In another example, each user may define a shortcut key using a combination of several words, phrases, and sentences, and configure a user command set using the shortcut key. As an example only, if a user regularly watches a weather forecast program at a certain time every morning using a weather application installed in the apparatus 1, the user may create a user command set by defining a shortcut (e.g., Weather No. 1), a keyword (e.g., weather), a sentence (e.g., show me the weather), and the like with respect to a sequence of commands regarding a series of operations, such as “run a weather application,” “search for today's weather,” and “play the found program.” By doing so, the user can continuously navigate operations on the screen that are being carried out by the sequence of commands by inputting the predefined shortcut. Furthermore, if the user also watches a travel guide show, said user may also create a command set for tuning into the show by defining another shortcut key, for example, Weather No. 2.

In another example, each user may define his/her gesture regarding a particular command, and create a personalized user command set using the defined gesture.

The user command set is not limited to the aforesaid examples, and it may be defined in various ways according to the content displayed on the screen or the type of platform (e.g., web browser or applications).

The command composer 300 may translate an input command, which may be a primary command and/or an additional command. Then the command composer 300 may refer to the command set DB 350 to extract a command that corresponds to the input command, and may create a navigation command using the extracted command. Here, if the referenced command is defined in the personalized user command set DB 352, the user may be able to create the navigation command more promptly. Before the user has finished inputting his or her voice command, i.e., while the user's voice command is still being input, the command composer 300 may translate the speech that is currently being inputted, and create a plurality of navigation commands to be executed in stages. Thus, the command composer 300 translates or extracts the user's speech in real time and may even predict a number of possible user commands based on the real time translation of the user's speech. As an example, in the case where the user regularly watches a weather program at a certain time of day, when the user begins to input a voice command, such as “run”, “search”, or “play”, the command composer 300 may extract the input in real time and predict the voice command to be “run a weather application,” “search for today's weather,” or “play the found program”, respectively. The command composer 300 may also base the prediction on the time of day the voice command is input. By predicting the voice command of the user, the command composer 300 may reduce the time for executing the voice command as compared to not predicting the command.

=======

Task instructions:
1) Reproduce the voice command passage from "In another example, each user may define his/her" up to and including "browser or applications).".
2) In the voice command passage, what does the command composer 300 refer to in order to extract a command that corresponds to the input command?

Dataset section:
=======

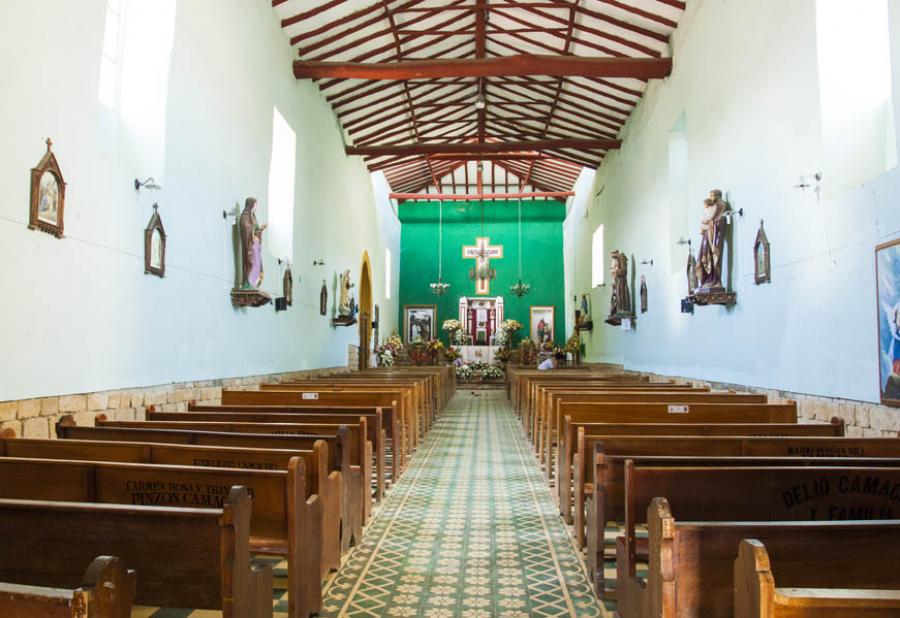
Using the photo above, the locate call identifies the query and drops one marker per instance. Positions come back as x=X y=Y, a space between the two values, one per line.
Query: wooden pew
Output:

=======

Answers in order:
1)
In another example, each user may define his/her gesture regarding a particular command, and create a personalized user command set using the defined gesture.

The user command set is not limited to the aforesaid examples, and it may be defined in various ways according to the content displayed on the screen or the type of platform (e.g., web browser or applications).

2) The command set DB 350.